[Stored data]
----
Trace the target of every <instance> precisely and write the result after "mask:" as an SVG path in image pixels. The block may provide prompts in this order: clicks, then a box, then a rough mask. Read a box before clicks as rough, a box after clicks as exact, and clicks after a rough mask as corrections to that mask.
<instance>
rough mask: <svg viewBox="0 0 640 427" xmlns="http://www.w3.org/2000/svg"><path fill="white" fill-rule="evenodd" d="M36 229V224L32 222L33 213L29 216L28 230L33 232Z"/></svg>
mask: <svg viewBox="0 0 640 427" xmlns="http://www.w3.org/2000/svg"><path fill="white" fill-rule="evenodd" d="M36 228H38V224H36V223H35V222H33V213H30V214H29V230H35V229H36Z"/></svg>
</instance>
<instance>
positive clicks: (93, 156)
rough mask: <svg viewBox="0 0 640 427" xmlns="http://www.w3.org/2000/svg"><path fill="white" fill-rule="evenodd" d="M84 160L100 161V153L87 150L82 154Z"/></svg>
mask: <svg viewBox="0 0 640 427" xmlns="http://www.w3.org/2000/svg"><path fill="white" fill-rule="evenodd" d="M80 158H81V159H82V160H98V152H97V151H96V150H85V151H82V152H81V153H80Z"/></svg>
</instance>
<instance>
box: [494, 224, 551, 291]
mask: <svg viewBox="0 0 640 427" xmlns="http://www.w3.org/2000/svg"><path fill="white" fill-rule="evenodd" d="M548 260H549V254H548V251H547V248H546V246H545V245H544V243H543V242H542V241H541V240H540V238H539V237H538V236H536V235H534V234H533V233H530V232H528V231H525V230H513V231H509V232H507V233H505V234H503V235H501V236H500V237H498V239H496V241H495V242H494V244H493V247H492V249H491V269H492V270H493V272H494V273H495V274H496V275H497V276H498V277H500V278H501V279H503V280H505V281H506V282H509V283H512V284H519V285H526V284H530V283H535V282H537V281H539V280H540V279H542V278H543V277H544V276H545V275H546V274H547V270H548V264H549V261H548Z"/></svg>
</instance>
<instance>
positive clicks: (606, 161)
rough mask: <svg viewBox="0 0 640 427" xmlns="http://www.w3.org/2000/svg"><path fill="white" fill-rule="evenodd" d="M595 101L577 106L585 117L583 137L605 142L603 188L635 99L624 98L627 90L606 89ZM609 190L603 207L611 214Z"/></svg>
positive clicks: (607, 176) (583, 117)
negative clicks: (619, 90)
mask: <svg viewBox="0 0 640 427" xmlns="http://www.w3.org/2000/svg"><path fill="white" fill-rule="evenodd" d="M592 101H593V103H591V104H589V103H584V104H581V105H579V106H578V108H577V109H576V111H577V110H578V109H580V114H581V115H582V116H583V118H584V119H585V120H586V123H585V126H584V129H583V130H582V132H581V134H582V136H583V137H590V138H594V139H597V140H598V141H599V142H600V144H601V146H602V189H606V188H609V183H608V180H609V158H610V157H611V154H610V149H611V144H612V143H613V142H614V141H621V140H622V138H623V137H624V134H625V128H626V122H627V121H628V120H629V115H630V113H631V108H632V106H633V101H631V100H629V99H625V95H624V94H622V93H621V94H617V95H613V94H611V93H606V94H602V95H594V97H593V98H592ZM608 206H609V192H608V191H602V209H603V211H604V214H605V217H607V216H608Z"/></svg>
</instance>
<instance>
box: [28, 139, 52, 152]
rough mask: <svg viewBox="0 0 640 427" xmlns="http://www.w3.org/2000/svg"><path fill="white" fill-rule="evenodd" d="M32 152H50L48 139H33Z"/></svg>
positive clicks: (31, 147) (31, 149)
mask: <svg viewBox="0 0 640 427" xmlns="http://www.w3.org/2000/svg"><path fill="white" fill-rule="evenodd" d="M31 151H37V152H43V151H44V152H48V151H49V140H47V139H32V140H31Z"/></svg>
----
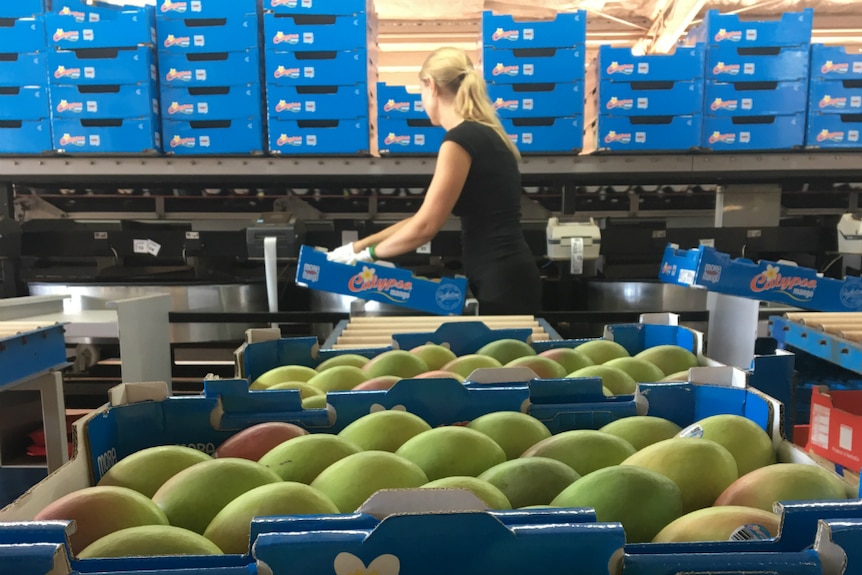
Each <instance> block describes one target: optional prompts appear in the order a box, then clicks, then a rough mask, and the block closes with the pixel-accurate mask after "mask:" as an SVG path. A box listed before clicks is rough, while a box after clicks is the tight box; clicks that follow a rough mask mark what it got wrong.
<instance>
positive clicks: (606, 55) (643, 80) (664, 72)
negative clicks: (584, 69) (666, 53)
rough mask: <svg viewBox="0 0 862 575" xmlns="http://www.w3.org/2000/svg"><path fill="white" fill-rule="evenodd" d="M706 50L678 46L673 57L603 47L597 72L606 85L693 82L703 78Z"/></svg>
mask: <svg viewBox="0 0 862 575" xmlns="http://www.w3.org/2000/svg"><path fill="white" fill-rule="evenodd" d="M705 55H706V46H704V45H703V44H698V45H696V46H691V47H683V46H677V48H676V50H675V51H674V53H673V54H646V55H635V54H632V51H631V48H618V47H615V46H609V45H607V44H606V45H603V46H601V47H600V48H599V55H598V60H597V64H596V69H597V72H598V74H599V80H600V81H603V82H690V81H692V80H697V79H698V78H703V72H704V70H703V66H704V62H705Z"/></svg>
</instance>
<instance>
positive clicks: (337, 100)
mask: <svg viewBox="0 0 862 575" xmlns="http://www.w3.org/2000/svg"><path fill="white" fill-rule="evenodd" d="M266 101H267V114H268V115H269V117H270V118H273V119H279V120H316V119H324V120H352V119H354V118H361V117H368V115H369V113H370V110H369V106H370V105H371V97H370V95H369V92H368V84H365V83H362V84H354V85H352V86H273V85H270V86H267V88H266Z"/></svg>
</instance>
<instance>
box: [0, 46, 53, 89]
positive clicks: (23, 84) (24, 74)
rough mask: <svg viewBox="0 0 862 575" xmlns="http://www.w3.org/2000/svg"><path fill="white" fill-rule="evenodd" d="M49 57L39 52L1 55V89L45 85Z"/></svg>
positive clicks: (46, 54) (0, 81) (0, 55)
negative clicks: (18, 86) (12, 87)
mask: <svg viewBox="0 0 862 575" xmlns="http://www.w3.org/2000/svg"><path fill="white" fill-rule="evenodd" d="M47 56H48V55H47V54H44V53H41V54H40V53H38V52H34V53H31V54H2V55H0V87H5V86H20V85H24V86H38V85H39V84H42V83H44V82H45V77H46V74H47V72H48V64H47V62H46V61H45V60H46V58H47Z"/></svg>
----
• Your instructions
Reproduce only the lines above spanning from the line containing "positive clicks: (606, 161)" through the line containing "positive clicks: (607, 176) (583, 117)", word for word.

• Solution to this problem
positive clicks: (606, 161)
rough mask: <svg viewBox="0 0 640 427" xmlns="http://www.w3.org/2000/svg"><path fill="white" fill-rule="evenodd" d="M595 101L577 106L585 117L583 137L605 142L603 188L635 99L624 98L627 90L606 89ZM609 190L603 207L611 214Z"/></svg>
positive clicks: (607, 176) (583, 117)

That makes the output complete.